-- EXERCISE MATERIAL --
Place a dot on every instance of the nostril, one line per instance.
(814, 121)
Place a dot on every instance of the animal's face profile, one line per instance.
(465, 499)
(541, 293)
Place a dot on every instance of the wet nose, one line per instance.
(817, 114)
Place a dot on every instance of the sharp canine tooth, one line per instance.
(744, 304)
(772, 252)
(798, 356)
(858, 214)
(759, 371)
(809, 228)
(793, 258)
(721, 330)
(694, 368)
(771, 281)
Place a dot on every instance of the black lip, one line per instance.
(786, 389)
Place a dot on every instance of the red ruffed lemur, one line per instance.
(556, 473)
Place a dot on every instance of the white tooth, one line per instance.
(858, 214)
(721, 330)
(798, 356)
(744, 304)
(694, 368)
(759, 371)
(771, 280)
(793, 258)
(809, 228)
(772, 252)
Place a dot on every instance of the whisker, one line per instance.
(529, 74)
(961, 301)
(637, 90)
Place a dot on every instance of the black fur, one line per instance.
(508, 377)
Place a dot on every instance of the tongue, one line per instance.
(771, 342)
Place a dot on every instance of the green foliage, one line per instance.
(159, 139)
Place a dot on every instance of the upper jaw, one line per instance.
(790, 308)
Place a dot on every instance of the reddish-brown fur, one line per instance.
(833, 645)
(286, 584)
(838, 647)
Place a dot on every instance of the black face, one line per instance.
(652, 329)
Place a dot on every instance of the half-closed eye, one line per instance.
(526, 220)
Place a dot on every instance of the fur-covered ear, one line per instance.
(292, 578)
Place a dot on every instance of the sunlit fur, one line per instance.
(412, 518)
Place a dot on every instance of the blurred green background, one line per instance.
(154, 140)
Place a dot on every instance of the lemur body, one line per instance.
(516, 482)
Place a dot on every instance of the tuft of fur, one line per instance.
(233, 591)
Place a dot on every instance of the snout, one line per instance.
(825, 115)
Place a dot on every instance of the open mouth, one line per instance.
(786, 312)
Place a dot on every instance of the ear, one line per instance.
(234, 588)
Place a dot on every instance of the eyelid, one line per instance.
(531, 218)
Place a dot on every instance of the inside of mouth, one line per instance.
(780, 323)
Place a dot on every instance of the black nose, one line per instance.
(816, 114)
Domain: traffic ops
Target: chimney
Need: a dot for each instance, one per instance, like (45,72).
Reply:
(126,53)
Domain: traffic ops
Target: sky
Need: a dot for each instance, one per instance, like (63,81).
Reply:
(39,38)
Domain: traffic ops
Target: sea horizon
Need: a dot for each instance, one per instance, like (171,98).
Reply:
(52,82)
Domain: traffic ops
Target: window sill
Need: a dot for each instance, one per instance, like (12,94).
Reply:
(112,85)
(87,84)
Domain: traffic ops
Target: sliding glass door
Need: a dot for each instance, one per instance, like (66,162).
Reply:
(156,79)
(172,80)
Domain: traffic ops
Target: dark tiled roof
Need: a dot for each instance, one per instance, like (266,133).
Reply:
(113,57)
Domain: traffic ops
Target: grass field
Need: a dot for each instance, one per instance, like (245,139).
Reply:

-- WORK INSTRUCTIONS --
The entries above are to be restated word for word.

-- SOLUTION TO THE EXERCISE --
Place a dot on every instance of the nostril, one line per instance.
(814, 121)
Place a dot on every instance of the animal's face profile, one line per instance.
(465, 499)
(541, 293)
Place a dot on every instance of the wet nose, one line per instance.
(817, 114)
Place a dot on every instance of the sharp canine tooth, one line per instance.
(744, 304)
(772, 252)
(798, 356)
(858, 214)
(759, 371)
(809, 228)
(793, 258)
(721, 330)
(694, 368)
(771, 281)
Place a dot on every instance of the black lip, one line per instance.
(786, 389)
Place a dot on every instance of the red ruffed lemur, one line per instance.
(556, 473)
Place a dot on every instance of the white tooth, one line per instance.
(858, 214)
(721, 330)
(798, 356)
(744, 304)
(694, 368)
(759, 371)
(771, 280)
(793, 258)
(809, 228)
(772, 252)
Place a dot on every instance of the whisker, one line per instance.
(529, 74)
(961, 301)
(637, 90)
Place a dot on every instance of the black fur, one line per instance.
(508, 377)
Place a dot on every instance of the tongue, one line per instance.
(771, 342)
Place a dot on every instance of the green foliage, one line per instance.
(159, 139)
Place a dot on every instance of the upper jaw, one line per instance.
(790, 308)
Place a dot on every instance of the reddish-brown fur, one line per instance.
(833, 645)
(286, 584)
(838, 647)
Place a dot on every instance of the black face, one line per instance.
(652, 329)
Place a dot on every instance of the half-closed eye, one line per instance.
(526, 220)
Place a dot on every instance of the fur-covered ear, one line per instance.
(292, 578)
Place a dot on every instance of the sunlit fur, one line per instance.
(412, 518)
Place a dot on every instance of the blurred green background, one line per instance.
(154, 140)
Place a dot on every instance of the lemur body, one line per instance.
(516, 482)
Place a dot on every instance of the tuft of fur, one line per instance.
(233, 591)
Place a dot on every instance of the snout, one line per instance.
(825, 115)
Place a dot on every instance of the open mouth, one line per instance.
(786, 312)
Place a dot on every instance of the ear, one line per instance.
(234, 588)
Place a dot on every instance of the eyelid, one line per instance.
(531, 218)
Place a dot on every instance of the inside of mouth, one line per instance.
(780, 323)
Place a dot on every instance of the black nose, one line per instance.
(816, 114)
Domain: traffic ops
Target: chimney
Need: a dot for each instance, one per instance, like (45,72).
Reply:
(126,53)
Domain: traffic ops
Target: sky
Need: a dot for each instance, one per instance, like (63,81).
Reply:
(39,38)
Domain: traffic ops
Target: sea horizon
Need: a dot for each instance, one per instance, like (171,98).
Reply:
(52,82)
Domain: traffic ops
Target: window sill
Need: a dot for each instance, one per instance, like (12,94).
Reply:
(112,85)
(87,84)
Domain: traffic ops
Target: sliding glass door
Need: a dot for each instance, one per instance, like (66,162).
Reply:
(156,79)
(172,80)
Domain: traffic ops
Target: dark tiled roof
Need: a dot for each instance, one per instance, like (266,133).
Reply:
(113,57)
Domain: traffic ops
Target: grass field
Need: a dot for each instance, one per instance, like (245,139).
Reply:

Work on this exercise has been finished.